[O QUE FAZER]
[A] No texto sobre como organizar os estudos, qual aplicativo é indicado para editar as folhas em PDF?
[B] Por favor, retome o texto sobre como organizar os estudos logo após a última frase mostrada.

[TRECHO DA FONTE]
╭──

Como organizar os estudos?

Publicado em 01/05/2020 por Luzia Kikuchi

Continuando com a série de dicas de estudo, semana passada postei sobre como se focar em uma atividade. Hoje vou mostrar como organizar, de forma realista, para os seus estudos. Então, partindo do pressuposto que você já sabe as técnicas de manter o foco, agora vou ensinar como se organizar de uma forma eficiente.

Antes de tudo, preciso esclarecer que há técnicas diferentes de acordo com o tipo de conteúdo, sobretudo nas ciências humanas e nas ciências exatas. Então, para não ficar muito confuso, vou dividir este texto em três sessões, clique na sessão que você tiver mais interesse ou siga lendo o texto completo.

  1. Organização geral
  2. Para área de humanidades
  3. Para área de exatas
  1. Organização geral

Agenda:

É essencial que você tenha uma agenda, digital ou física, para ter uma visão geral dos seus compromissos principais e, aqui, um segredo: prefira por agendas que mostram o calendário do mês inteiro. Se você não encontrar, você pode optar pelas seguintes alternativas (de acordo com o seu orçamento):

I) Quadro magnético

Vantagem: Reutilizável
Desvantagem: Preço (custa em média R$ 40 a R$ 50) e não é portátil.
Crédito da imagem: acervo pessoal

II) Folhas digitais em PDF (para ser editado no tablet ou imprimir)

Vantagem: Facilidade para transportar e baixo custo.
Desvantagem: Depois de um tempo gera acúmulo de folhas (caso opte por imprimir), se for usar no tablet, gera menos lixo, mas precisa ter esse dispositivo para utilizar.
Crédito da imagem: acervo pessoal

Se você quiser baixar o seu, pode acessar este site e personalizar o formato de acordo com a sua preferência.

O aplicativo que uso para editar o PDF é o Squid (para Android). Infelizmente não está disponível para iPad, mas deve existir uma alternativa. Quem souber, pode deixar a dica nos comentários.

III) Faça você mesmo (DIY) em um caderno

Vantagem: Facilidade para transportar e baixo custo.
Desvantagem: Pouca, só precisa de um tempinho para fazer o seu.
Crédito da imagem: acervo pessoal

Nessa agenda de sua escolha, você deve anotar quais são os dias para entregar os trabalhos, os dias de prova, etc. É interessante que o calendário seja exclusivo para o seu estudo, mas sabemos que hoje costumamos ter muitos compromissos ao mesmo tempo. Então, tente anotar tudo no mesmo lugar, pois assim você terá uma noção realista do tempo que poderá se dedicar a cada atividade. 

Mas por que anotar o seu planejamento é importante?

╰──

[DADOS FORNECIDOS]

╭──

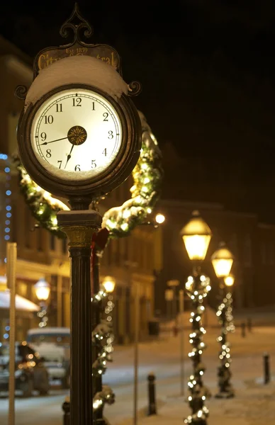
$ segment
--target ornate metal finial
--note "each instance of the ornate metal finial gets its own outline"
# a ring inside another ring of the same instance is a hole
[[[67,38],[69,35],[69,30],[72,30],[74,33],[74,42],[81,42],[80,32],[84,30],[82,33],[86,38],[89,38],[94,33],[93,28],[89,22],[86,21],[81,15],[77,3],[74,4],[74,8],[72,15],[62,26],[60,34],[63,38]]]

╰──

[RESPOSTAS ESPERADAS]
[A] O Squid, para Android.

[B]
No livro “Os 7 hábitos das pessoas altamente eficazes” de Stephen Covey, ele mostra que uma das técnicas de organizar tarefas muito utilizadas entre pessoas que conseguem deixar muitos dos seus compromissos em dia é manter um cronograma.

Mas, muito além de uma dica de “autoajuda”, isso é explicado pela ciência. Essa técnica evita que você caia na Falácia do Planejamento, que consiste em realizar planos e planejamentos fora da realidade, levando em consideração apenas os cenários otimistas.

Isso quer dizer que o nosso cérebro é muito ruim em fazer estimativas. E a nossa tendência é levar em consideração apenas os fatores otimistas (viés do otimismo ou optimistic bias). Então, se você tem um trabalho para entregar daqui a 15 dias, a tendência do seu cérebro é imaginar que em poucas horas, em um determinado dia, você será capaz de fazer tudo que precisa, não levando em consideração imprevistos no meio do caminho.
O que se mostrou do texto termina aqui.